High School Football Star Vilified For Dying Wish To Outlaw Abortion In Texas, Dies At 16

Wanted to be Christian minister

By HANK BERRIEN
August 29, 2018

A high school football star who suffered a six-month battle with bone cancer and used his Make-A-Wish request to ask Texas Gov. Greg Abbott to abolish abortion in Texas, died Sunday night.

Jeremiah Thomas led the Parkview Pacers to the state semi-finals in six-man football, won All-State honors and was named the game’s Most Valuable Player in 2016, followed by winning All-State honors again in 2017, playing every down on offense and defense as the Pacers won the state championship. He also wanted to become a minister.

On Monday, coach Bryce Frazier stated, “We lost a fighter and a good one at that. He loved everybody that he came in contact with, and showed love and he showed the love of Christ on everything he did and someone who could just could make you laugh.”

After Thomas’ request to speak to Abbott went viral, he was attacked with hate mail. Frazier said Jeremiah always answered lovingly.

Speaking in June from his wheelchair of the favorite testimonies that he had experienced, Thomas recalled one when he was in Houston:

“There was this girl; she would come and visit me a lot, and she’d bring me a bunch of snacks. We’d watch movies together; it was like super-fun. She told me about her younger sister — her father — not her younger sister, her stepsister, who, her father was murdered when she was seven; her mom passed away last year from an overdose on drugs, and she grew up real hurt from the Church. Any idea of Christianity she hated, utterly hated. It wasn’t until she walked into my hospital room that she exclaimed that she saw true Christianity and true love. She saw my mom on her knees, just praying for me, and I was sitting up in bed, real chipper and happy. She expected me to be like, dying, super-sick. She was so surprised; she gave her life to Christ. She immediately went back to church.”

* [WORK INSTRUCTION]: Put this sentence from the article into Spanish: "Frazier said Jeremiah always answered lovingly." The lines that come next are from a different source than the article.

* [RECORDS SUPPLIED]:
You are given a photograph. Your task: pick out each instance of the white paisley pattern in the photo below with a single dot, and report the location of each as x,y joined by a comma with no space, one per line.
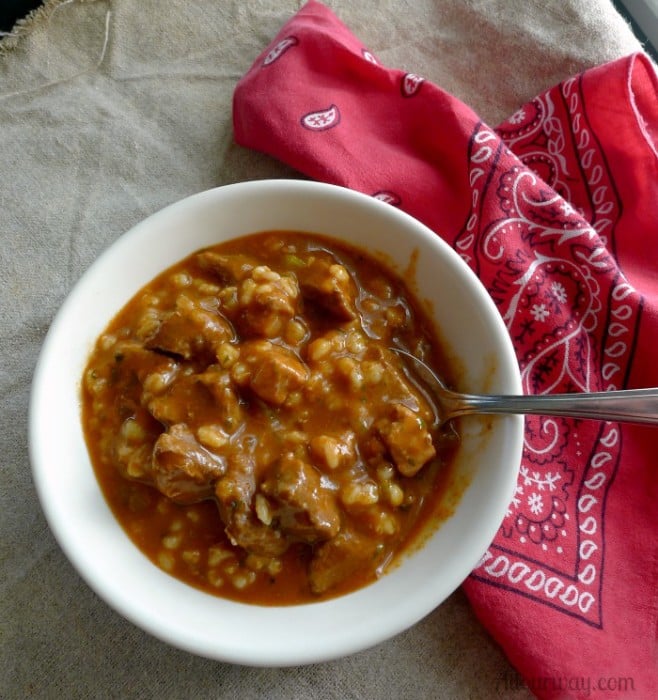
547,261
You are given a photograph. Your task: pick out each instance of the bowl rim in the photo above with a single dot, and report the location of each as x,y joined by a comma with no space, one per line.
408,611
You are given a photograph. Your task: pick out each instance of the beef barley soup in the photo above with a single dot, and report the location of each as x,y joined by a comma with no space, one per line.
251,428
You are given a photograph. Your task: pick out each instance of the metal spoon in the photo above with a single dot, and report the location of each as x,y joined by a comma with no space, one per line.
629,405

* [SOLVED EXERCISE]: Frazier dijo que Jeremiah siempre respondía con amor.